┌────────
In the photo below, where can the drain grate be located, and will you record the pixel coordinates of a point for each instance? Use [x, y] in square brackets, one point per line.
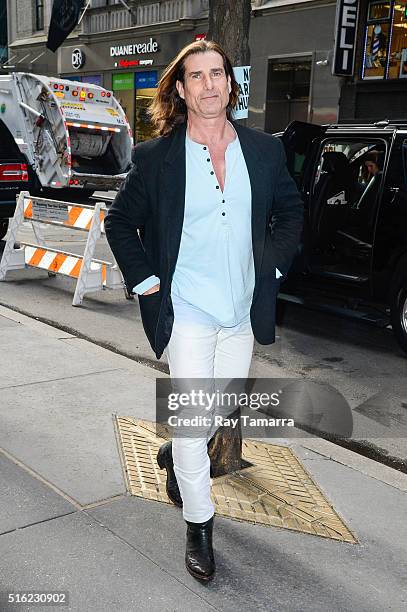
[274, 490]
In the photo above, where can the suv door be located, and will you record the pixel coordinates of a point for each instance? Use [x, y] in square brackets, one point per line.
[345, 196]
[301, 143]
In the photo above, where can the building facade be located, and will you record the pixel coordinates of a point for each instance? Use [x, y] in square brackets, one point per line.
[3, 32]
[291, 44]
[377, 89]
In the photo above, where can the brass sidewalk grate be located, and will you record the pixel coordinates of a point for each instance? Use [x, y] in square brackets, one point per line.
[274, 490]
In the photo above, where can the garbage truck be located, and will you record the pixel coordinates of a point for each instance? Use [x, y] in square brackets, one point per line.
[73, 135]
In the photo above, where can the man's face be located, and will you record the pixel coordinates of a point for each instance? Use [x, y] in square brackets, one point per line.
[206, 88]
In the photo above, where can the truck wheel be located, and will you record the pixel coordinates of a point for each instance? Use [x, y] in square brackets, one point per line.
[3, 228]
[398, 305]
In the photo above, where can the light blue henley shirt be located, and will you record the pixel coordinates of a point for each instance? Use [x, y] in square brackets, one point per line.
[214, 273]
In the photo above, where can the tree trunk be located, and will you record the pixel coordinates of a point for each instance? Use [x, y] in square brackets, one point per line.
[229, 24]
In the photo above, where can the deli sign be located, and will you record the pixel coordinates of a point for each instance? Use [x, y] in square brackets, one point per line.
└────────
» **Instruction**
Retype, exactly and only, the lines running from the one with "In the photo above, where can the light" through the final line of the listing above.

» **Answer to the problem**
In the photo above, where can the light blue henley shirt be located, and will you record the pixel coordinates of a point for each instance? Use [x, y] in square brackets, one point per line.
[214, 273]
In the photo above, where can the tree trunk be located, and will you record the pixel coordinates of a point for each instance? Use [x, y] in square brackets, one point per line.
[229, 24]
In the photo above, where can the deli sign be located, and will you record the pixel coordinates of a point for each instance? Use [x, y] in square brackets, one point per line.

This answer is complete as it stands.